*Исходный текст:*
Абхаз был плотный, маленький, с короткой шеей, очень усталый, и разговаривал не то чтобы сквозь зубы, но как-то очень нехотя, как будто нас разделяла невидимая стена. У меня даже поначалу мелькнула мысль — а не сидел ли он? Но причина оказалась другая: Зазо был контужен во время войны и практически ничего не слышал.

Друзья сначала упирались, но я их уговорил. Особенно не хотела ехать девушка: у них все было просчитано с учетом ночевок в номерах с санузлами, и дача Берии в план не вписывалась. Но мой друг неожиданно загорелся, и мы двинули в сторону грузинской границы.

По дороге Зазо показывал братские могилы, оставшиеся с войны. Могил было много. Они чем-то походили на советские обелиски бойцам Великой Отечественной: бетон, стелы.

- У нас каждый третий мужчина погиб. У меня брат погиб.

На даче Берии нас встречали уже не абхазы, а таджики. Семья из нескольких человек: одни метут двор и открывают ворота, другие готовят. На вопрос, почему таджики, а не абхазы, Зазо отвечает:

- Зарплата низкая. Абхаз сюда работать не пойдет.

Надо отдать должное таджикам, стол они нам накрыли отличный. Растопили камин. Чачу вынесли из подвала. Шашлык пожарили.

Тосты в основном говорил Зазо: за победу Абхазии, за погибшего брата, за Россию, которая помогла, за Путина, Москву, Севастополь и потом поочередно за всех присутствующих.

Чача сработала, и напились все очень прилично. Распрощались мы с Зазо на вокзале, там, где я его и подобрал. Едем в сторону Нового Иерусалима по трассе. И тут молчание нарушает мой московский друг Родик:

- А все-таки они хитрозадые. Заметь, он ведь за наш счет ел и пил.

*Задание:* Продолжите рассказ о поездке на дачу Берии, начав сразу после последней реплики Родика. Строки, идущие дальше, — самостоятельный материал, к рассказу о поездке на дачу Берии они не относятся.

*Перечень данных:*
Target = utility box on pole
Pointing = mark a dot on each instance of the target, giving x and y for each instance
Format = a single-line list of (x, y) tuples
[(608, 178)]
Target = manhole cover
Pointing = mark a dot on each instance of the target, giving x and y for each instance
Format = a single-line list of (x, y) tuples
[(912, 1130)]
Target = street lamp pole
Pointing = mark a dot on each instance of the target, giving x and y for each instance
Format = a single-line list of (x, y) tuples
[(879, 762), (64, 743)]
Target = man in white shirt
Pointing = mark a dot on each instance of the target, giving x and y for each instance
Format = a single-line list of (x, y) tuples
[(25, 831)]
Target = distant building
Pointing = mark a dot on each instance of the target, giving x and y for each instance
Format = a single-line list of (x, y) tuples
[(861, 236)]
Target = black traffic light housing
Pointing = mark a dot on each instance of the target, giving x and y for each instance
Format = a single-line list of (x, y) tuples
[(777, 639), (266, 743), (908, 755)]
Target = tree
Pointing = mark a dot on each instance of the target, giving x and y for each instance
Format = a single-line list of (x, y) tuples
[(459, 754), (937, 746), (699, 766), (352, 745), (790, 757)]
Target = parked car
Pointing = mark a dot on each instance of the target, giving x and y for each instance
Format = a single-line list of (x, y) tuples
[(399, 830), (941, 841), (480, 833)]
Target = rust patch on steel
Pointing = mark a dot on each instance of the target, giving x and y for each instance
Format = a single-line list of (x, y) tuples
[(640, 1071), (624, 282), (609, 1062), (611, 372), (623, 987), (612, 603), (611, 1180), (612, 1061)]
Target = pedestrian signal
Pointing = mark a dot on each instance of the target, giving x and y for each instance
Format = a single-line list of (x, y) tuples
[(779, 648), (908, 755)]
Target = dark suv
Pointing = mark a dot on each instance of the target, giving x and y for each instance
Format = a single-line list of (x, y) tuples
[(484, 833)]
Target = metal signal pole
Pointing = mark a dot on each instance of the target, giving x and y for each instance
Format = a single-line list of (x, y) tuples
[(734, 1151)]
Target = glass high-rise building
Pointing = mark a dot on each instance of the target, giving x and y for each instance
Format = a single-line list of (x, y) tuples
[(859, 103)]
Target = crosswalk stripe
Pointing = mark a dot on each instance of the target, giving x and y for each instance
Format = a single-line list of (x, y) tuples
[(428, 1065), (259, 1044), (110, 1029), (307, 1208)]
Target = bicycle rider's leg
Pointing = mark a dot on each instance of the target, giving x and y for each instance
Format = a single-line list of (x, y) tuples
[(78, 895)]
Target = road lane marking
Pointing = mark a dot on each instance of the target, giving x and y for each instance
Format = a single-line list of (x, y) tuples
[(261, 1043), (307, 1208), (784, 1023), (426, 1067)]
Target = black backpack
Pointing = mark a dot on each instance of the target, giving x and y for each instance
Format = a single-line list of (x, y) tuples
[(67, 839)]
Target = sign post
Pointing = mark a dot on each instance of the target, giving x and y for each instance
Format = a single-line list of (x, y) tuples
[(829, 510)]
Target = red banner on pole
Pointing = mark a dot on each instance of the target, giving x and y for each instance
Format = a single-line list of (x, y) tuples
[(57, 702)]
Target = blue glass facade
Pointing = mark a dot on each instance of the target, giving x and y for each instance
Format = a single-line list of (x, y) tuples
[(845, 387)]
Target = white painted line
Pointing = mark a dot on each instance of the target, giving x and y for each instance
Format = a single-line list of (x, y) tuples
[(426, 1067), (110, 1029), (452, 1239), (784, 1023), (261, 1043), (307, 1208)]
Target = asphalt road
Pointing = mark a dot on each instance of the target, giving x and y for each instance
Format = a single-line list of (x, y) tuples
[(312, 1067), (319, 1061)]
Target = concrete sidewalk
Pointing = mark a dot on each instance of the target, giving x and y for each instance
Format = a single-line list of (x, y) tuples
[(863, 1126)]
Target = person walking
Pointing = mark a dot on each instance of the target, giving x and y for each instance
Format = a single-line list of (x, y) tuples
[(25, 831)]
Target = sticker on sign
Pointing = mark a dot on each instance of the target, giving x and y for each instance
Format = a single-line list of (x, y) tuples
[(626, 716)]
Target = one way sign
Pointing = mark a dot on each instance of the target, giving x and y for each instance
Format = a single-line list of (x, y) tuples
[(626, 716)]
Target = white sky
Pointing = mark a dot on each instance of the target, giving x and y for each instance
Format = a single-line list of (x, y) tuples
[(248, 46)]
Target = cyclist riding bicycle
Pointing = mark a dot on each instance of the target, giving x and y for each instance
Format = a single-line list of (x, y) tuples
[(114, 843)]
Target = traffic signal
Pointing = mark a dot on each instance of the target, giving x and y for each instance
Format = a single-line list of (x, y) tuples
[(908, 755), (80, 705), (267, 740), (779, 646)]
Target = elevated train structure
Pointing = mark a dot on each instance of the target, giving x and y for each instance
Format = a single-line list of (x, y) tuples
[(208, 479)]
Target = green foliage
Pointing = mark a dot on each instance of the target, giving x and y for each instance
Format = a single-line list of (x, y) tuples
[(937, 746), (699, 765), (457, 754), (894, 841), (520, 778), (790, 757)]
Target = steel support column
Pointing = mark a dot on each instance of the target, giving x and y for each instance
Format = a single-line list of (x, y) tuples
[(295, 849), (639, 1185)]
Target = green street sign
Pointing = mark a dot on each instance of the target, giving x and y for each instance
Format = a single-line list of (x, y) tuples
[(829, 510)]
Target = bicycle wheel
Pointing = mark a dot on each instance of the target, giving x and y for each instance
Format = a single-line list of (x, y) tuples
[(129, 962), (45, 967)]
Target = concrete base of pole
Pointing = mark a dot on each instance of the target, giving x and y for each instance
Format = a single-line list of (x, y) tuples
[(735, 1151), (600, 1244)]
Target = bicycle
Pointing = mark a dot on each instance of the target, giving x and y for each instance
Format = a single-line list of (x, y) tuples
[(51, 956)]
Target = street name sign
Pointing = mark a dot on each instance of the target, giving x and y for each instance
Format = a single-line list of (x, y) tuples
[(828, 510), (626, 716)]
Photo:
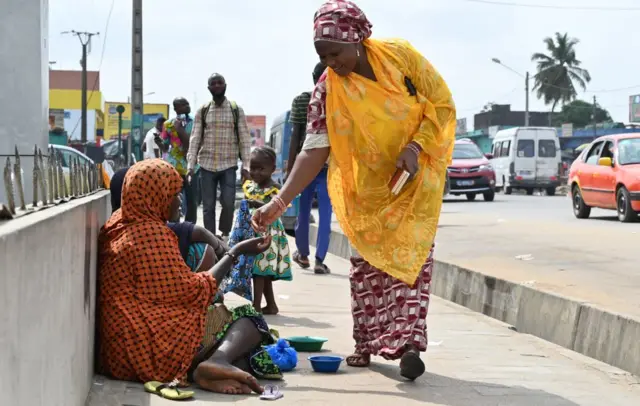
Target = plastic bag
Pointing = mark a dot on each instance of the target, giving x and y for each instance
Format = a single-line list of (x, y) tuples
[(283, 355)]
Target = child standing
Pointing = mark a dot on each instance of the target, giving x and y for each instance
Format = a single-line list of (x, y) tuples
[(275, 262)]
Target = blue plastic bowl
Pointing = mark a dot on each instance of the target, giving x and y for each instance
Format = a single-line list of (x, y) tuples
[(325, 363)]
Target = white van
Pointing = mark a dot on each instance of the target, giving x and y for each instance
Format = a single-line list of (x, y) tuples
[(527, 158)]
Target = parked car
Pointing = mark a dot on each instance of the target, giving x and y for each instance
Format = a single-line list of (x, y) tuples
[(607, 175), (470, 172), (527, 158), (66, 154)]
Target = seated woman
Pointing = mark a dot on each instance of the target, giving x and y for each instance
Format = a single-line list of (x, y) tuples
[(155, 318), (199, 248)]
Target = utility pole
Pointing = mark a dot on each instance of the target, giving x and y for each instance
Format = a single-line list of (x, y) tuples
[(595, 121), (85, 41), (136, 79), (526, 103)]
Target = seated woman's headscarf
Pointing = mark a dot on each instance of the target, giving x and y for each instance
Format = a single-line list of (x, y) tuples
[(152, 307), (369, 123), (117, 181)]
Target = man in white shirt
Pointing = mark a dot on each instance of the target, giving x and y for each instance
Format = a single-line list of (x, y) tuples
[(150, 147)]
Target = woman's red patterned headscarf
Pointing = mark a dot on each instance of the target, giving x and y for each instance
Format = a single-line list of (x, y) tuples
[(341, 21)]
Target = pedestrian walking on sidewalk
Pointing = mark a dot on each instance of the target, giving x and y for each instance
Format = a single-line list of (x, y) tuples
[(219, 140), (175, 136), (379, 110), (318, 185), (275, 263)]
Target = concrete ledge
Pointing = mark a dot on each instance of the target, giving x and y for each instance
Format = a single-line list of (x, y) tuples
[(569, 322)]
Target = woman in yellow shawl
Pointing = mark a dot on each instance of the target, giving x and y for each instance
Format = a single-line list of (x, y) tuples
[(380, 107)]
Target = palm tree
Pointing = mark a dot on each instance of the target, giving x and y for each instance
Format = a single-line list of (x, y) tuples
[(559, 71)]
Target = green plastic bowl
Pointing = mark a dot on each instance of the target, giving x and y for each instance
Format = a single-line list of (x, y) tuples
[(306, 343)]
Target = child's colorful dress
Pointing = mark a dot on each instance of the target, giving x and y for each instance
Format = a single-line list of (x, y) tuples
[(274, 263)]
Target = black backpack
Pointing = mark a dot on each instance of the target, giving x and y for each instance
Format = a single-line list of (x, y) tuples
[(234, 110)]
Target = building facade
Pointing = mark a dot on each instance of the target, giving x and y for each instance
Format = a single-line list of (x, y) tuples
[(65, 104)]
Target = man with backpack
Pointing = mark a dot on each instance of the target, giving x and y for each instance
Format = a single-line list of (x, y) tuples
[(298, 119), (220, 136)]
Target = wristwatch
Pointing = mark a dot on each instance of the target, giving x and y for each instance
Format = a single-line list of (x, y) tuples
[(234, 258)]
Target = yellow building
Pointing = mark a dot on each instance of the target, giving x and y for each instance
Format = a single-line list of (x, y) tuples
[(151, 113), (65, 103)]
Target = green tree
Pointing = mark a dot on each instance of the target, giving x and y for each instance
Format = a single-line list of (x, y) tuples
[(559, 71), (579, 113)]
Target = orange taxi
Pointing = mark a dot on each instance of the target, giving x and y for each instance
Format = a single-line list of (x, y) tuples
[(607, 175)]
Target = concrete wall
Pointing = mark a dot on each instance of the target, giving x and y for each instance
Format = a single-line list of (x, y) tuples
[(24, 74), (574, 324), (48, 265)]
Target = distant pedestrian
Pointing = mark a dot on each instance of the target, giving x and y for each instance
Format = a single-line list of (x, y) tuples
[(150, 147), (175, 136), (219, 140), (318, 185), (381, 112)]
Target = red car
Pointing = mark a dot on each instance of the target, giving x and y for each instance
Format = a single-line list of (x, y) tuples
[(607, 175), (470, 172)]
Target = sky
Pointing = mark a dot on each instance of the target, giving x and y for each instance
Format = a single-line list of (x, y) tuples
[(265, 48)]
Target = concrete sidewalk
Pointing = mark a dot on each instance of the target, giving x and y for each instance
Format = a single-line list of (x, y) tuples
[(472, 360)]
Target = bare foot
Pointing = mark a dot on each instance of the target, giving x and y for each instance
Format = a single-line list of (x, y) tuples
[(270, 310), (359, 360), (217, 370), (411, 366), (226, 386)]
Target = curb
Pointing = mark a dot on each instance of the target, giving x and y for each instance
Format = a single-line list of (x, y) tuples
[(571, 323)]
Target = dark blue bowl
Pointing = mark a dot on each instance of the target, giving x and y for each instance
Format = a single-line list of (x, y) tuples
[(325, 363)]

*Итог:*
- Кто? — не понял я.

- Да абхаз этот. Зазо.

Я взбесился. Спасло то, что я за рулем сидел, и мне надо было доставить москвичей в аэропорт живыми и здоровыми. Пытаюсь взять себя в руки. Объясняю:

- Человек нам экскурсию провел, рассказал про войну, про семью свою. Весь день с нами был. Он нам, по сути, другом стал. Может быть, даже, братом по духу. Вы с друга или родственника будете за еду деньги брать?

Вижу, что они меня не понимают. Наверное, думают, что я в тайном сговоре со всеми абхазами. Но окончательно нас развел случай в ресторане.

Перед выездом из Сухуми, около полуночи, мои друзья решили поесть национальной кухни, дабы составить более полное представление об Абхазии (таджикский шашлык на даче Берии в счет не шел). И мы пошли искать аутентичный ресторан. Искали долго: в одном слишком пафосно, в другом блатные с наколками, в третьем музыка надрывается. Подходим к таксисту: где здесь у вас национальную еду готовят?

- А вон там.

Все очень дешево и очень по-советски: скатерти, люстры, стены расписаны кавказскими горами. В центре зала под Леонтьева с Антоновым отплясывает подвыпившая публика.

Национальность танцующей кампании определить крайне сложно. Скорее всего, она интернациональная. Потом начинаю присматриваться и, наконец, до меня доходит, что в центре отплясывает не какая-то отдельная кампания, а все желающие, ибо кафе скоро закрывается и народ уже в подпитии. Много русских (толстые хамоватые тетки с белыми коленками). Вижу армян (белый верх, черный низ). Есть абхазы. По каким-то незримым признакам видно, что они здесь титульный этнос, и я потом понял, какой признак главный. Это спокойствие. Абхазы в кампаниях по-хозяйски спокойны. Они выиграли войну. Это их республика.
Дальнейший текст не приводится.